─── SELECTED TEXT

Wednesday, October 03, 2012

My body tells me no

2012 Bear 100 race report, part two

There are few times I enjoy less than the morning hours before a long race. Especially summertime running ultras, which all seem to think it's great to start at least an hour before the inky black hour that comes before dawn. Setting my alarm for 4:30 is sleeping in, and when I finally do roll out of bed, I experience muddled panic as I try to remember what order I need to apply chamois cream (which I use as body lube), Hydropel, underwear, tights, shirt, arm warmers, socks, shoes, and gaters. At 4:38 a.m., it's less intuitive than you'd think.

I managed to stuff down a dry pumpkin cookie and a bottle of purple smoothie, which of course made my already churning stomach lurch and groan. The predawn air in Logan wasn't cold at all; in fact it was mildly warm, which foretold of oppressive heat that was sure to follow in the sunlit hours. I was hot and nauseated and couldn't shake the dread that I was about to set out for a 36-hour hard effort on my feet, and this was likely the best I was going to feel for the next three days.

The race started and 230 runners took to the deserted streets of a quiet Utah neighborhood that could have easily passed for the neighborhood where I grew up. I jogged along with the crowd and gazed up at the darkened windows, imagining what I would have thought when I was a child — the kind of insomniac child who often gazed out my window into the empty night — and suddenly saw 230 headlamp-bobbing runners go by. The image made me smile.

The smile didn't last long once we hit the singletrack and I realized I was probably too far up in the pack. The first climb out of the gate gained 3,500 feet in five miles, and the narrow trail funneled all 230 runners into a miles-long Conga line. Usually I fall farther back in the line than I'd like to be and have to plod along at a too-slow-but-probably-wise pace. But this morning I was moving faster than I preferred, actually a lot faster. Sweat poured down my temple and the still-cool air of Dry Canyon seared my throat, but I couldn't slow down lest I get run over by all the runners still behind me. Still, this felt like way too much exertion for this early in the race. I thought I might puke. I kinda hoped I would, because at least that would give me an excuse to step off the trail until the last runner passed.

Dawn finally began to creep over the horizon, casting pink light across the Cache Valley. As soon as I started pulling out my camera to shoot photos, the runner behind me decided to strike up a conversation. I admit I was feeling antisocial and replied with terse one-syllable answers for a while, but as he persisted I eventually warmed up to the conversation. Turns out my line mate wasn't even a competitor in the Bear 100, but a pacer for a 64-year-old man from Missouri who was behind him. In some races, runners over 60 years old are allowed pacers for the entire 100 miles, and it sounded like this pacer had signed up to go the whole way. The pacer was from Colorado, some town above 7,000 feet, and talked about numerous well-known races like he was an old pro at them all. He kept referring to the man behind him as "my runner," and talked about him like he wasn't even there to respond for himself, although he never did. Occasionally the pacer yelled back at his runner to eat a gel. Every time he did this, I thought about eating some of my own food, but I still felt pretty sick.

──────
─── DATA SECTION

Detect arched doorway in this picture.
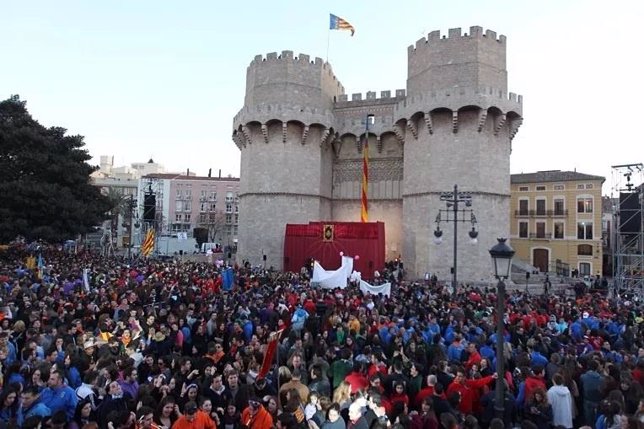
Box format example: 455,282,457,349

──────

THE TASKS:
(a) Write out the race report from "Wednesday, October 03, 2012" to "than you'd think.".
(b) In the race report, why did the narrator keep moving faster than preferred on the first climb? Answer in one to three sentences.

RESULTS BY TASK:
(a)
Wednesday, October 03, 2012

My body tells me no

2012 Bear 100 race report, part two

There are few times I enjoy less than the morning hours before a long race. Especially summertime running ultras, which all seem to think it's great to start at least an hour before the inky black hour that comes before dawn. Setting my alarm for 4:30 is sleeping in, and when I finally do roll out of bed, I experience muddled panic as I try to remember what order I need to apply chamois cream (which I use as body lube), Hydropel, underwear, tights, shirt, arm warmers, socks, shoes, and gaters. At 4:38 a.m., it's less intuitive than you'd think.

(b) The narrow singletrack funneled all 230 runners into a miles-long Conga line. The narrator couldn't slow down without risking being run over by the runners still behind.